Exercise objective:
Restate, word for word, each entry that follows, but skip its pictures.

.....

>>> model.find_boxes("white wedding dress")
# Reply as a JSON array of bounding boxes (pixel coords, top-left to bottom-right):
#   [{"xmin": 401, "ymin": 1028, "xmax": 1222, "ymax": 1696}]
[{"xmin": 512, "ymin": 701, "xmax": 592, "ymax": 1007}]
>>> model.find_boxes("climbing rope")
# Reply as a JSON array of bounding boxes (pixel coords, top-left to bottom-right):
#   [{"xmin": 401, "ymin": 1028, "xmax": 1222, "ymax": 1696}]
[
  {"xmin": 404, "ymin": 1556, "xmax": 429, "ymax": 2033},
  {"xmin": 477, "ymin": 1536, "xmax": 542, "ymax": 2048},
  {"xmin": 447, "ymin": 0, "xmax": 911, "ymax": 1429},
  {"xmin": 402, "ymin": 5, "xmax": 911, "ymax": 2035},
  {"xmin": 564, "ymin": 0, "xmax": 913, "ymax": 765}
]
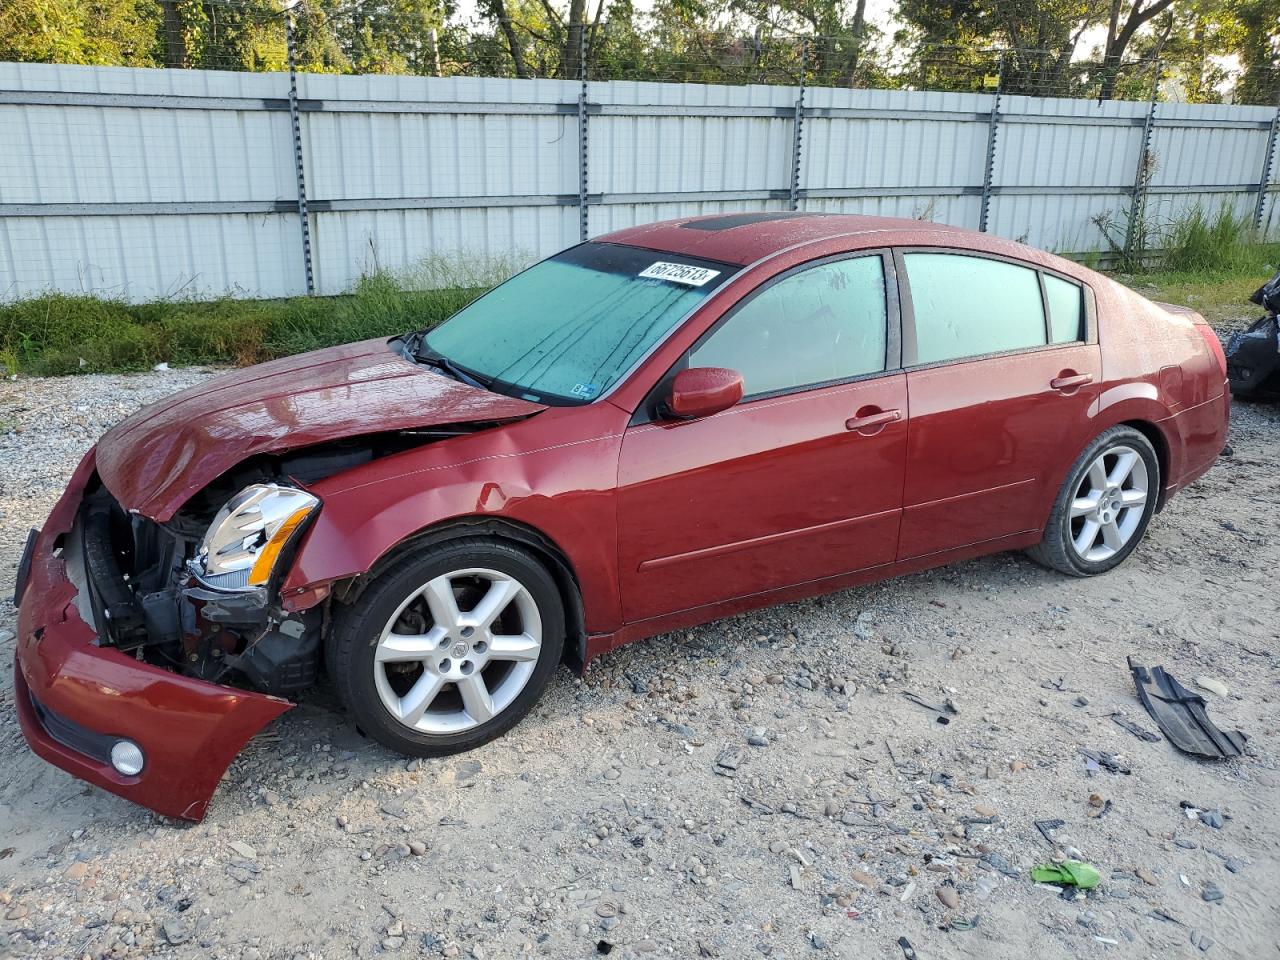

.....

Exercise result:
>>> model.find_boxes("white wedding dress")
# Reply as a JSON array of bounding boxes (pixel coords, top-left to bottom-right):
#   [{"xmin": 401, "ymin": 1028, "xmax": 1222, "ymax": 1696}]
[{"xmin": 512, "ymin": 701, "xmax": 592, "ymax": 1007}]
>>> model.find_boxes("climbing rope")
# Reply as a JSON array of bounding boxes (pixel coords, top-left to bottom-right):
#   [{"xmin": 401, "ymin": 1028, "xmax": 1222, "ymax": 1696}]
[
  {"xmin": 404, "ymin": 1556, "xmax": 429, "ymax": 2033},
  {"xmin": 477, "ymin": 1536, "xmax": 542, "ymax": 2048},
  {"xmin": 447, "ymin": 0, "xmax": 911, "ymax": 1429},
  {"xmin": 402, "ymin": 5, "xmax": 911, "ymax": 2035},
  {"xmin": 564, "ymin": 0, "xmax": 913, "ymax": 765}
]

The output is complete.